Data listing
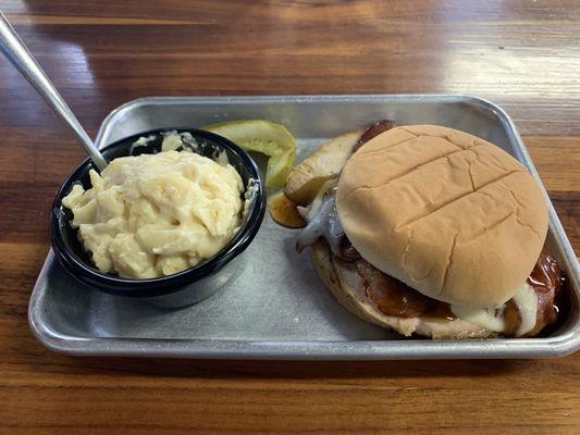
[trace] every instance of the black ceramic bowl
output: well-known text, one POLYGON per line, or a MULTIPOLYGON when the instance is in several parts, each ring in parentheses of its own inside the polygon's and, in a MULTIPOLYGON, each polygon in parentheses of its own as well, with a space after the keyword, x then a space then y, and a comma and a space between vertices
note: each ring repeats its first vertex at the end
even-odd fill
POLYGON ((102 153, 111 161, 118 157, 158 152, 161 150, 163 133, 166 132, 188 132, 199 145, 196 152, 202 156, 214 158, 218 152, 225 151, 230 163, 242 176, 244 185, 248 186, 250 179, 256 183, 251 203, 239 232, 220 252, 190 269, 159 278, 128 279, 100 272, 92 264, 90 254, 78 241, 77 231, 70 225, 73 219, 71 210, 62 206, 62 198, 71 191, 73 185, 82 183, 85 189, 91 187, 88 173, 95 166, 89 159, 66 178, 57 194, 52 206, 50 236, 52 249, 59 261, 84 284, 112 295, 147 298, 158 304, 176 307, 194 303, 210 296, 234 274, 233 260, 249 246, 263 220, 266 194, 260 171, 254 160, 235 144, 209 132, 192 128, 143 132, 108 146, 102 153), (140 137, 150 137, 152 140, 148 140, 145 146, 135 147, 134 142, 140 137))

### Exercise instructions
Reproduce every line of the items above, including the instructions. In each answer, raise every polygon vertex coordinate by 150, and omit the pictures.

### Task result
[trace] every instance of the black ceramic bowl
output: well-known text, one POLYGON per line, or a MULTIPOLYGON when the instance is in several parts, each ring in parentheses of its own inside the polygon's and, in a MULTIPOLYGON, each polygon in parentheses of its own as well, with a space after the keyword, x then a space then y, and a comma and a space between vertices
note: each ring repeats its first vertex at the end
even-odd fill
POLYGON ((252 303, 261 311, 268 307, 308 302, 311 300, 313 283, 316 282, 338 282, 349 295, 346 302, 352 306, 364 308, 368 302, 375 301, 380 313, 392 326, 394 335, 398 336, 400 329, 406 333, 401 353, 389 382, 370 402, 340 419, 309 428, 278 429, 250 422, 242 414, 240 404, 228 391, 227 381, 220 375, 223 369, 221 360, 212 356, 212 348, 221 341, 223 335, 232 333, 235 339, 241 337, 238 323, 245 316, 239 309, 216 328, 207 344, 202 356, 200 386, 202 399, 209 411, 234 434, 262 445, 297 448, 308 454, 326 457, 344 453, 360 446, 384 424, 383 410, 399 396, 413 370, 416 344, 410 321, 404 310, 385 294, 359 282, 342 278, 293 282, 258 296, 252 303), (290 287, 300 287, 302 290, 298 290, 295 296, 285 297, 284 292, 290 287))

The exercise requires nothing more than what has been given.